People in New York who suffer traumatic brain injuries are most likely to have sustained the damage in a fall or car accident, as these are the most common causes of TBI. The Mayo Clinic notes that when the TBI occurs at the skull’s base, it may cause cranial nerve damage.
According to the Merck Manual, cranial nerves emerge through the base of the skull. The symptoms that cranial nerve trauma causes depend on which nerve becomes damaged.
Several of the cranial nerves affect the eyes. For example, the optic nerve transfers information from the eye to the brain. If this nerve is damaged, a person may partially or completely lose sight in one or both eyes. Three other cranial nerves control eye movement, and damage to these may lead to loss of peripheral vision, double vision and other vision problems.
The olfactory nerve provides sensory input to the brain for smell. A head trauma can cause changes to or a complete loss of the sense of smell.
The vestibulocochlear nerve – the 8th – sends the brain the sensory information for hearing as well as equilibrium. Hearing loss, vertigo and loss of balance can be caused by damage to this nerve.
Several of the cranial nerves, including the 5th, 7th, 9th, 10th and 12th, control the muscles of the forehead, cheeks, lips, jaw, tongue and throat. Paralysis in one or more areas of the face, difficulty chewing and problems swallowing or speaking may come from damage to these nerves.
Neck and shoulders
The 11th nerve is involved in turning the head and shrugging the shoulders. Damage could lead to paralysis of the muscles necessary to make these movements.

+++

> _PROBLEM DESCRIPTION_:
Reproduce, word for word, the part of the text on cranial nerve damage that begins with "The vestibulocochlear nerve" and ends after "to these nerves.".

+++

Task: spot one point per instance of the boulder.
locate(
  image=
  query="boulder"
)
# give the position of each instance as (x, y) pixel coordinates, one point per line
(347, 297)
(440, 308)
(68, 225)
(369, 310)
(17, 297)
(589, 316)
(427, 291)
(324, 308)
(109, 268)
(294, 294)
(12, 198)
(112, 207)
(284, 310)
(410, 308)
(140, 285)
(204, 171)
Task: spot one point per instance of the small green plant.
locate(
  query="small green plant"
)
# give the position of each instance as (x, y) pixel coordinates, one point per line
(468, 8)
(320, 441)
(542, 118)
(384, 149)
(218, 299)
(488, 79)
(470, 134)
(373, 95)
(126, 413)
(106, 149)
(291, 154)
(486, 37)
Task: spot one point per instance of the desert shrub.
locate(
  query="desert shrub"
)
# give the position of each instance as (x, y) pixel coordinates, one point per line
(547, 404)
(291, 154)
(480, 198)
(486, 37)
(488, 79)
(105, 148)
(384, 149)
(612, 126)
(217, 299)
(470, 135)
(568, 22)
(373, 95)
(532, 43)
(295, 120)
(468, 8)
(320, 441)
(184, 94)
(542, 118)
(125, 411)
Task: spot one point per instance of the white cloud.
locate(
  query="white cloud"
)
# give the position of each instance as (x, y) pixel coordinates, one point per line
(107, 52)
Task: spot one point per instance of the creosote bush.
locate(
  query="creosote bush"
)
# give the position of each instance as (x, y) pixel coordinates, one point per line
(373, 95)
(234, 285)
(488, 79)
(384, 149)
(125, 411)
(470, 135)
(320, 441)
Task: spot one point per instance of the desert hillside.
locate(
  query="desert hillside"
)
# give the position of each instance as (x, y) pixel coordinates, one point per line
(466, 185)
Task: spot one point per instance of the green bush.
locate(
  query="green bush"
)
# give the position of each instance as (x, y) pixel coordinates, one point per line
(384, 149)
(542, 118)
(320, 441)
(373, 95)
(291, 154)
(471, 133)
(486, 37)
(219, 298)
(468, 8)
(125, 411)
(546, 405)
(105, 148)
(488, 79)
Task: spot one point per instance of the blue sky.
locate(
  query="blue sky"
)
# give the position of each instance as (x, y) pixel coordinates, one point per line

+++

> _RESULT FOR THIS EXERCISE_:
The vestibulocochlear nerve – the 8th – sends the brain the sensory information for hearing as well as equilibrium. Hearing loss, vertigo and loss of balance can be caused by damage to this nerve.
Several of the cranial nerves, including the 5th, 7th, 9th, 10th and 12th, control the muscles of the forehead, cheeks, lips, jaw, tongue and throat. Paralysis in one or more areas of the face, difficulty chewing and problems swallowing or speaking may come from damage to these nerves.